* [Exercices à résoudre]
• A. Indiquez si chacune des affirmations suivantes concorde avec le texte de l’appel à communication « Cadrages coloniaux » : (i) les propositions de communication ne doivent pas dépasser 4000 signes ; (ii) les journées d’étude durent trois jours ; (iii) les usages privés de la photographie visent exclusivement à justifier la colonisation. Répondez par oui ou par non, en citant à l’identique les mots du texte qui tranchent.
• B. Prolongez le texte de l’appel à communication « Cadrages coloniaux » à partir de sa dernière phrase.

* [Passage du texte]
Le 8 août 2019 à 20h16

Appel à communication pour les journées d’étude
’« Cadrages coloniaux ». Usages privés
de la photographie dans les empires européens
(De la seconde moitié du XIXe siècle aux indépendances)
Auditorium de la Maison Européenne de la Photographie

5/7 rue de Fourcy, Paris 4e
Lundi 13 janvier et mardi 14 janvier 2020



Appel à communication jusqu’au 6 septembre 2019

Journées d’études organisées par le LabEx EHNE (Écrire une Histoire Nouvelle de l’Europe) et la MEP (Maison Européenne de la Photographie)

Comité scientifique :
Raphaëlle Branche, Romain Bertrand, Olivier Dard, Quentin Deluermoz, Aurelia Dusserre, Daniel Foliard, Mathieu Marly, Clyde Plumauzille, Emmanuelle Sibeud, Isabelle Surun, Fabrice Virgili.

Les propositions de communication (4000 signes maximum) sont à envoyer au plus tard le 6 septembre 2019 à :
cadragescoloniaux@gmail.com


Depuis une vingtaine d’années, les sources visuelles sont l’objet d’une attention croissante de l’histoire coloniale dans le sillage des Post-colonial studies. Ces études ont permis la déconstruction des clichés et des stéréotypes raciaux diffusés dans les métropoles européennes par le biais de supports multiples : peintures orientalistes, affiches de propagande coloniale, publicités et cartes postales. Parmi ces différents supports, la photographie a joué un rôle de premier plan en devenant l’un des mediums privilégiés pour documenter l’expansion et le développement de l’impérialisme européenne à partir de la fin du XIXe siècle[1]. Qu’elles prennent la forme de supports ethnographiques, de cartes postales pittoresques ou de reportages journalistiques, ces photographies sont destinées à un usage public et visent à légitimer l’emprise coloniale aux yeux des opinions publiques européennes. A l’inverse, l’étude des usages privés (non destinés à la publication) de la photographie, parce qu’ils ne visent pas exclusivement à justifier la colonisation, permet de renouveler les approches de ce médium en terrain colonial.

* [Extrait des données]
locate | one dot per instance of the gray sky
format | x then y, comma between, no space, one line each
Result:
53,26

* [Réponses par exercice]
• A.
(i) Oui : « 4000 signes maximum ».
(ii) Non : « Lundi 13 janvier et mardi 14 janvier 2020 ».
(iii) Non : « parce qu’ils ne visent pas exclusivement à justifier la colonisation ».

• B.
Des soldats, des administrateurs et de simples colons se saisissent de l’outil photographique pour nourrir une mémoire visuelle de leurs expériences extra-européennes, produisent et conservent des séries de clichés qui deviennent parfois de véritables archives intimes. Au-delà des praticiens, de simples curieux et des collectionneurs achètent des tirages dans les studios des villes du monde colonisé, amassant des collections photographiques personnelles. Nombreux sont, en outre, les Européens qui utilisent la photographie, sous la forme de tirages originaux ou de cartes postales, pour maintenir un lien avec les familles restées en métropole. Les soldats partis combattre dans des conflits extra-européens documentent également leurs parcours par la photographie. Des quelques clichés collectés auprès de camarades à de véritables mémoriaux visuels privés, leurs utilisations de la photographie offrent une entrée très riche dans l’histoire des guerres coloniales[2].

Cette liste non exhaustive laisse entrevoir à quel point les usages privés de la photographie dans les espaces coloniaux – entendus ici au sens très large des territoires placés sous influence directe ou indirecte des grandes structures impériales européennes – peuvent être envisagés comme des documents essentiels à l’écriture de l’histoire[3]. Les polémiques qui ont parfois suivi la publication de ces photographies doivent cependant conduire à un véritable effort de réflexion sur les usages de cette source pour l’historien.ne[4]. Dans cette perspective, ces journées d’études seront l’occasion de dépasser l’usage illustratif des photographies privées en considérant ces sources non pas comme des documents d’appoint à l’écriture, mais comme le support principal de l’analyse historique.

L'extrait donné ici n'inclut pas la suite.